## Begin Document text

2005-03-10 Thread Thomas Schneller
might be fixable by regenerating a new initrd for the 2.6 kernel:

mkinitrd -v /boot/initrd-2.6.x-x.img 2.6.x-x

make sure to add this line to the grube menue.lst:

initrd /boot/initrd-2.6.x-x.img

On Fri, 11 Mar 2005 02:01:42 +1100, Paul Hampson wrote
> On Thu, Mar 10, 2005 at 03:10:12PM +0100, Andreas Tille wrote:
> > Hi,
> 
> > I've got a new Dell machine which I was able to install with Kernel 2.4.
27.
> > It has a SATA drive but I disabled SATA in BIOS according to the manuals.
> > All I write in the following has this SATA disabled BIOS setting.
> 
> > As I said kernel 2.4.27 works fine.  I attach a dmesg and syslog to this
> > mail.

## End Document text

▸ **Exercises to complete**
a: From the mailing-list excerpt, output the passage that opens with the words containing "make sure to" and closes with "disabled BIOS setting.".
b: In the mailing-list excerpt, what was disabled in the BIOS of the new Dell machine that Andreas Tille describes?

## Begin Dataset extract

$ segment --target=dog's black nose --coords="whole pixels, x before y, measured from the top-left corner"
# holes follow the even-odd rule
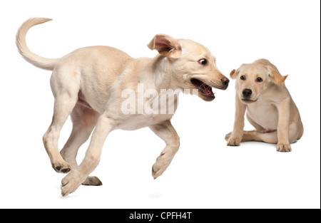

## End Dataset extract

▸ **Outputs in order**
a:
make sure to add this line to the grube menue.lst:

initrd /boot/initrd-2.6.x-x.img

On Fri, 11 Mar 2005 02:01:42 +1100, Paul Hampson wrote
> On Thu, Mar 10, 2005 at 03:10:12PM +0100, Andreas Tille wrote:
> > Hi,
> 
> > I've got a new Dell machine which I was able to install with Kernel 2.4.
27.
> > It has a SATA drive but I disabled SATA in BIOS according to the manuals.
> > All I write in the following has this SATA disabled BIOS setting.

b: SATA was disabled in the BIOS.